(Dataset content)
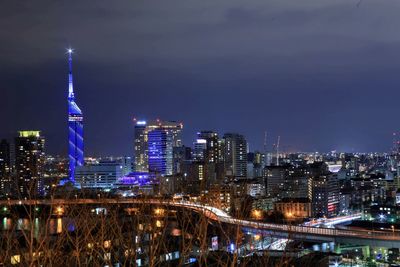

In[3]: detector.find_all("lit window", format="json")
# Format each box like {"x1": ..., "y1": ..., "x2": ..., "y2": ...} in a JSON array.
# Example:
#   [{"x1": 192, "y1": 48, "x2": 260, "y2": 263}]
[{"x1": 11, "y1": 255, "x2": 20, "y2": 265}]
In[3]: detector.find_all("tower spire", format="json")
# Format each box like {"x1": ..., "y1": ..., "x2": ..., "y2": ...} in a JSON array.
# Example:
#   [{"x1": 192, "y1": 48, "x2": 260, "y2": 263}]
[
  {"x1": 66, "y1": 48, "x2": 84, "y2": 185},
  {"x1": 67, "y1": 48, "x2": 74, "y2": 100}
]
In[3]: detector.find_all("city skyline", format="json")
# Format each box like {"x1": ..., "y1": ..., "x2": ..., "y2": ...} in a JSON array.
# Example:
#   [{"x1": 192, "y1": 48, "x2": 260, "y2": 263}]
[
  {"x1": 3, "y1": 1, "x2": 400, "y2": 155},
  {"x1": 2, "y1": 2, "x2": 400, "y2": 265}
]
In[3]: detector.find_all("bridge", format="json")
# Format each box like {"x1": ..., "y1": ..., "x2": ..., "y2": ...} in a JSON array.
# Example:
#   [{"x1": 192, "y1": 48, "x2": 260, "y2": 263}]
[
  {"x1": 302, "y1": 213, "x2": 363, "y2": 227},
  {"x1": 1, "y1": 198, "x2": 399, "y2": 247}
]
(End Dataset content)
(Dataset content)
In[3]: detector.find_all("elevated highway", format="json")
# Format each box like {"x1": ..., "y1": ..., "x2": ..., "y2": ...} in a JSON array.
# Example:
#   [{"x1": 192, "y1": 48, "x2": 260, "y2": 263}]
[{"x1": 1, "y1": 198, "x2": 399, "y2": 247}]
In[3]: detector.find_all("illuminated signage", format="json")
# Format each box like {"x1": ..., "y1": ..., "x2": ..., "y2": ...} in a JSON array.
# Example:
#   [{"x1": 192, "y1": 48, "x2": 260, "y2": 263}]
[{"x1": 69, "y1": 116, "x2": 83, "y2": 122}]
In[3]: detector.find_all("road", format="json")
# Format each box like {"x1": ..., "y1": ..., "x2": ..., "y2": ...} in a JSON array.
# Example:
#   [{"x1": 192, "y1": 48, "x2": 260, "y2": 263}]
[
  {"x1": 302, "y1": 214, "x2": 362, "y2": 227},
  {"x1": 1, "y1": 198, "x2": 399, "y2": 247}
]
(End Dataset content)
**Requirement**
If a line above includes the string "detector", pick it out.

**The completed task**
In[3]: detector.find_all("lit window", format="json")
In[3]: detector.find_all("tower spire", format="json")
In[3]: detector.find_all("city skyline", format="json")
In[3]: detector.find_all("bridge", format="json")
In[3]: detector.find_all("elevated highway", format="json")
In[3]: detector.find_all("illuminated signage", format="json")
In[3]: detector.find_all("road", format="json")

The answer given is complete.